◆ **EXERCISE PROMPT**
Please transcribe exactly the lines from the one containing "Find yellow omelette." through the end of the records below, both included, and nothing else.

[DATASET Boundary: Start]

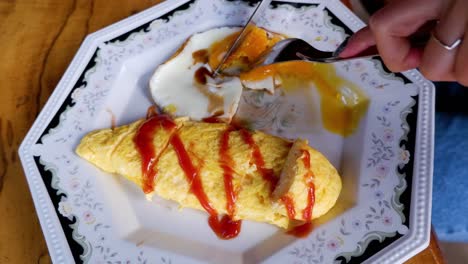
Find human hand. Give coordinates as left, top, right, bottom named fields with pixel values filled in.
left=340, top=0, right=468, bottom=85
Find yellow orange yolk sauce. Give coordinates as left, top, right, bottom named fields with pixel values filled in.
left=240, top=61, right=369, bottom=136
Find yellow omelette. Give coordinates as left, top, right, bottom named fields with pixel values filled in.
left=76, top=117, right=342, bottom=229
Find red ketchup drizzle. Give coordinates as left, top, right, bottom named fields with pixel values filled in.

[DATASET Boundary: End]

◆ **RESPONSE BOX**
Find yellow omelette. Give coordinates as left, top, right, bottom named fields with pixel values filled in.
left=76, top=117, right=342, bottom=229
Find red ketchup drizzle. Give coordinates as left, top, right, bottom named fields with pixel values filled in.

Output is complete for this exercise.